>>>>

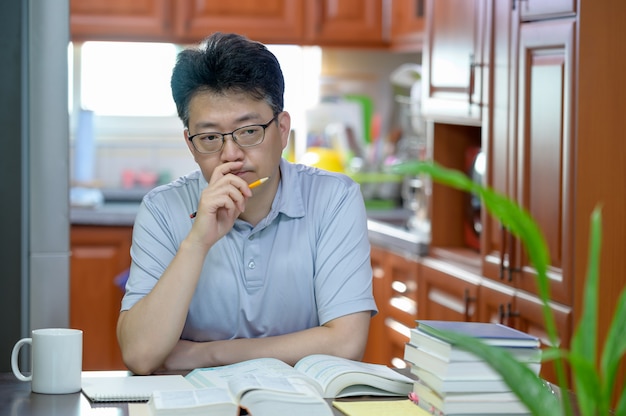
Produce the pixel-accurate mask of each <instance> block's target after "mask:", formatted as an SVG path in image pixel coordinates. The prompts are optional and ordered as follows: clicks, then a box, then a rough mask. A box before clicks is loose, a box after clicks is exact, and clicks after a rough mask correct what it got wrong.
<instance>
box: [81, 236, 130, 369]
mask: <svg viewBox="0 0 626 416" xmlns="http://www.w3.org/2000/svg"><path fill="white" fill-rule="evenodd" d="M131 238H132V228H131V227H96V226H72V228H71V232H70V239H71V250H72V254H71V257H70V269H71V272H70V326H71V327H72V328H78V329H82V330H83V370H122V369H125V368H126V367H125V366H124V364H123V362H122V356H121V353H120V349H119V346H118V343H117V335H116V326H117V318H118V315H119V312H120V303H121V300H122V296H123V291H122V289H121V288H120V287H119V286H118V285H117V284H116V282H115V278H116V277H117V276H118V275H120V273H122V272H124V271H125V270H126V269H127V268H128V267H129V266H130V244H131Z"/></svg>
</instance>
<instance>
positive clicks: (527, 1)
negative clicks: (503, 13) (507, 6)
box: [511, 0, 528, 10]
mask: <svg viewBox="0 0 626 416" xmlns="http://www.w3.org/2000/svg"><path fill="white" fill-rule="evenodd" d="M517 2H520V3H521V2H528V0H513V4H512V8H511V10H515V8H516V6H515V3H517Z"/></svg>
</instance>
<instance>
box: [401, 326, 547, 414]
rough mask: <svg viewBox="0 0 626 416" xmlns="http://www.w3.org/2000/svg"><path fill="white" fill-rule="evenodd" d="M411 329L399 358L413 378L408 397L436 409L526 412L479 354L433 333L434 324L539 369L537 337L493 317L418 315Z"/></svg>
mask: <svg viewBox="0 0 626 416" xmlns="http://www.w3.org/2000/svg"><path fill="white" fill-rule="evenodd" d="M417 323H418V326H417V327H416V328H412V329H411V337H410V341H409V342H408V343H407V344H406V346H405V350H404V359H405V360H406V361H407V362H408V363H409V365H410V371H411V373H412V374H414V375H415V376H417V378H418V380H417V381H415V382H414V384H413V394H412V397H413V399H414V401H416V402H417V403H418V404H419V405H420V407H422V408H424V409H426V410H427V411H429V412H430V413H432V414H435V415H446V416H448V415H474V414H485V415H486V414H489V415H496V414H502V415H505V414H515V415H525V414H529V411H528V409H527V408H526V406H525V405H524V404H523V403H522V402H521V401H520V400H519V399H518V398H517V396H515V394H513V392H511V390H510V388H509V387H508V386H507V384H506V383H505V382H504V380H503V379H502V377H501V376H500V375H499V374H498V373H497V372H496V371H495V370H494V369H493V368H491V367H490V366H489V364H487V363H486V362H484V361H483V360H481V359H480V358H478V357H477V356H475V355H473V354H472V353H470V352H467V351H464V350H462V349H460V348H459V347H458V346H455V345H453V344H450V343H449V342H447V341H445V340H443V339H441V338H439V337H437V336H436V335H434V331H433V328H434V329H435V330H440V331H452V332H457V333H462V334H465V335H470V336H473V337H476V338H481V339H482V340H483V341H484V342H486V343H488V344H490V345H494V346H497V347H499V348H506V349H507V350H508V351H509V352H510V353H511V354H512V355H513V357H514V358H515V359H516V360H518V361H520V362H523V363H526V364H527V365H528V367H529V368H530V369H531V370H533V371H534V372H535V374H539V370H540V369H541V348H540V341H539V339H538V338H536V337H533V336H531V335H528V334H526V333H524V332H521V331H518V330H515V329H512V328H509V327H507V326H504V325H500V324H494V323H479V322H453V321H417Z"/></svg>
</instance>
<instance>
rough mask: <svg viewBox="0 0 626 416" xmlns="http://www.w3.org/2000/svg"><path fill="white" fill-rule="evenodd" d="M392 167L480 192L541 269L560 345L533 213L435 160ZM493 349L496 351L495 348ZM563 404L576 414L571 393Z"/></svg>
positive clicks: (542, 244)
mask: <svg viewBox="0 0 626 416" xmlns="http://www.w3.org/2000/svg"><path fill="white" fill-rule="evenodd" d="M392 170H393V171H394V172H396V173H400V174H405V175H407V174H408V175H420V174H426V175H430V176H431V177H432V178H433V179H434V180H435V181H437V182H440V183H442V184H444V185H449V186H452V187H454V188H456V189H459V190H463V191H466V192H471V193H474V194H476V195H478V196H479V197H480V198H481V200H482V202H483V204H484V206H485V208H486V209H487V210H488V211H489V212H490V213H491V214H492V215H493V216H494V217H496V218H497V219H498V220H499V221H500V222H501V223H502V224H503V225H504V226H506V227H507V228H508V229H509V230H510V232H511V233H512V234H513V235H514V236H516V237H517V238H519V239H520V240H521V241H522V242H523V244H524V248H525V249H526V252H527V253H528V256H529V258H530V261H531V263H532V265H533V267H534V268H535V270H536V272H537V279H536V282H537V287H538V290H539V297H540V299H541V302H542V312H543V317H544V323H545V326H546V332H547V334H548V338H549V340H550V342H551V344H552V345H558V334H557V331H556V323H555V319H554V314H553V313H552V309H551V308H550V305H549V303H548V301H549V299H550V285H549V279H548V275H547V270H548V265H549V264H550V257H549V254H548V253H549V251H548V248H547V244H546V241H545V239H544V237H543V234H542V232H541V230H540V229H539V226H538V225H537V223H536V222H535V221H534V220H533V218H532V217H531V216H530V214H529V213H528V212H527V211H525V210H524V209H523V208H522V207H520V206H519V205H518V204H516V203H515V202H514V201H512V200H510V199H509V198H507V197H506V196H505V195H502V194H499V193H497V192H495V191H493V190H491V189H489V188H488V187H485V186H482V185H481V184H478V183H475V182H474V181H472V180H471V179H470V178H469V177H467V175H465V174H464V173H463V172H460V171H457V170H452V169H447V168H444V167H442V166H440V165H438V164H437V163H434V162H406V163H401V164H398V165H396V166H394V167H393V169H392ZM468 342H471V341H468ZM459 346H461V347H465V345H464V344H459ZM490 351H491V353H493V349H491V350H490ZM488 355H489V354H488V353H486V354H485V355H484V356H483V355H480V357H481V358H487V356H488ZM505 362H506V360H502V361H499V362H497V363H494V364H496V365H497V366H496V367H495V368H496V369H497V370H498V372H499V373H500V374H501V375H504V374H505V373H506V370H505V369H504V368H506V367H500V366H506V364H504V363H505ZM554 365H555V369H556V373H557V378H558V383H559V387H560V388H561V390H562V391H564V392H566V391H569V388H568V382H567V377H566V375H565V369H564V364H563V360H562V359H561V358H556V360H555V361H554ZM536 379H537V380H538V381H537V382H535V383H533V382H532V380H531V379H529V380H528V384H529V385H530V387H528V389H529V390H532V389H537V388H539V387H538V383H540V382H541V380H540V379H539V378H537V377H536ZM505 380H507V379H505ZM509 380H510V379H509ZM507 384H508V386H509V387H510V388H511V389H513V388H515V389H516V390H514V391H516V394H517V395H518V397H520V398H523V397H524V396H522V394H528V393H530V391H524V390H523V389H524V387H521V386H520V384H524V383H519V381H517V382H516V381H514V380H510V382H509V381H507ZM519 389H522V390H519ZM530 397H532V396H530ZM562 406H563V410H564V413H565V414H567V415H571V414H572V408H571V403H570V400H569V397H568V396H567V395H563V398H562ZM534 414H536V415H539V414H550V413H543V412H541V411H538V412H534Z"/></svg>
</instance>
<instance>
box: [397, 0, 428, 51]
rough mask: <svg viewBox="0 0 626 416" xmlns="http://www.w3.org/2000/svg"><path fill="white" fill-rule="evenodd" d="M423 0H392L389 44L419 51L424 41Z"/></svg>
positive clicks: (400, 49) (407, 49) (423, 19)
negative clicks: (389, 38)
mask: <svg viewBox="0 0 626 416" xmlns="http://www.w3.org/2000/svg"><path fill="white" fill-rule="evenodd" d="M424 3H425V0H392V4H391V46H392V48H393V49H395V50H417V51H421V50H422V47H423V41H424V21H425V19H424V6H425V4H424Z"/></svg>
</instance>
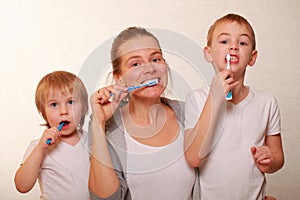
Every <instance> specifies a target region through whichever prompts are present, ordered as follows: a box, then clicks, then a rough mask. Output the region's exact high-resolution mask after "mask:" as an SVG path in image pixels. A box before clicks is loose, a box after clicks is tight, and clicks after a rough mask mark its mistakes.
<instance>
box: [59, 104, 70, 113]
mask: <svg viewBox="0 0 300 200" xmlns="http://www.w3.org/2000/svg"><path fill="white" fill-rule="evenodd" d="M67 114H69V111H68V108H67V107H66V106H61V107H60V115H67Z"/></svg>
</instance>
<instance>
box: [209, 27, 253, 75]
mask: <svg viewBox="0 0 300 200" xmlns="http://www.w3.org/2000/svg"><path fill="white" fill-rule="evenodd" d="M252 40H253V38H252V36H251V32H250V30H248V28H247V27H246V26H245V25H239V24H238V23H236V22H223V23H221V24H219V25H218V26H217V27H216V28H215V30H214V32H213V36H212V41H211V46H210V47H205V48H204V54H205V59H206V61H207V62H211V63H212V64H213V65H214V66H215V67H216V68H217V69H218V70H220V71H222V70H224V69H226V62H227V61H226V54H227V53H229V54H230V65H231V70H232V72H233V73H235V74H236V75H235V76H243V74H244V73H245V70H246V67H247V65H249V66H252V65H254V63H255V60H256V57H257V51H256V50H253V44H252Z"/></svg>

<<<<

From the items above, copy out each line that contains the string "positive". Only matches with the same capitalization count.

positive clicks: (527, 1)
positive clicks: (542, 244)
positive clicks: (400, 49) (407, 49) (423, 19)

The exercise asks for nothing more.